Required tasks:
**1)** Decide whether each statement below agrees with the forum discussion on shipbuilding. For each, answer yes or no and quote the deciding words from the discussion.
(a) Singapore ranks second in container traffic.
(b) At Hengli, robots do 70% of the painting.
(c) Hengli received 120 ship orders worth 10 billion USD last year.
**2)** In the forum discussion on shipbuilding, rewrite everything from "3. At hengli" down to "areas to Korea.", changing "robots" to "machines".
**3)** Extend the forum discussion on shipbuilding with what follows its final sentence.

I agree, but shipping is intimately linked to shipbuilding. More shipping requirement equates more shipbuilding demand, domestic shipping ownership equates power to place orders, etc. etc. Anyways, moderator is the king, so they can decide if this should or shouldn't belong here.
 
Last edited:

Phead128

Major
Staff member
Moderator - World Affairs
Shipping is not the same as shipbuilding; ports are not the same as shipyards.
Exactly. Singapore is #2 in container traffic (mostly transshipments), yet only #10 in gross tonnage shipbuilding. Traffic is not the same as manufacturing, esp. for transshipments hubs like Singapore, Hong Kong, Dubai, etc ... with almost non-existent shipbuilding at scale.

Then again, this is the same guy who thinks Tokyo Electric manufactures "Lithography Machines", so he has a history of conflating adjacencies and mixing basic definition.
 

jli88

Junior Member
Registered Member
I am watching this korean shipbuilding video, centered around Chinese shipbuilding.


Some interesting observations (directly from video subtitles according to koreans, not my own spin):

  1. Zhoushan Changhong became the largest shipyard for container ship orders last year. 46 orders for 6 billion USD value.
  2. Hengli which acquired STX Dalian and rebuilt a shipyard received 120 ship orders for 10 billion USD value last year.
  3. At hengli 70% of welding, 60% of painting, 45% of assembly done by robots.
  4. Korean shipbuilding executives are going on tour of new Chinese facilities and getting amazed. Specially with robotics usage in non-conventional areas like painting and assembly. (Apparently welding for a long time was automated in Korea too) Bringing ideas from China to setup automation in these areas to Korea.

Source data:
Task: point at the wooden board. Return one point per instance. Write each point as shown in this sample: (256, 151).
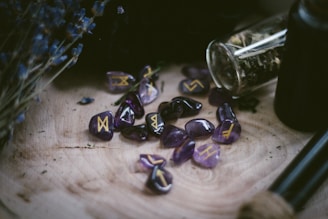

Responses to the exercise:
**1)**
(a) Yes: "Singapore is #2 in container traffic (mostly transshipments)"
(b) No: "At hengli 70% of welding, 60% of painting, 45% of assembly done by robots."
(c) Yes: "received 120 ship orders for 10 billion USD value last year."

**2)**
3. At hengli 70% of welding, 60% of painting, 45% of assembly done by machines.
  4. Korean shipbuilding executives are going on tour of new Chinese facilities and getting amazed. Specially with robotics usage in non-conventional areas like painting and assembly. (Apparently welding for a long time was automated in Korea too) Bringing ideas from China to setup automation in these areas to Korea.

**3)**
  5. private shiyards in china are leading the way. They are more agile. Taking a big gamble with order intake, have rapidly expanded capacity. If they are able to deliver, will make them, but if in a hurry unable to or have accidents, will break them.
  6. In container ships, Chinese prices were 5% lower than Koreans, not a lot of difference, which could have been compensated with technology, but given that large European companies are now placing orders in China, it suggests that the perception is that the quality difference is not worth the 5% price difference.
  7. Current situation reminiscent of Japan and Korea 20 years back when Korea was competing with Japan
  8. If the new generation of private Chinese shipyards (with cutting edge tech) are able to smoothly handle the orders, would be frightening for koreans later. Right now, the new automation might even lead to uneveness in quality, but once the automation stabilizes, it could cost and bring more efficiencies.
  9. 4 VLCCs of 300,000 tonnes were simultaneously launched recenlty from Hengli
  10. Chinese expansion speed is scary, Korea has not been able to expand so fast. It takes 3 years in Korea to build a factory (confused, should be factory or shipyard, but that's what in the subtitles) takes half that time in China. Can't find people in Korea. Chinese government providing subsidized finance.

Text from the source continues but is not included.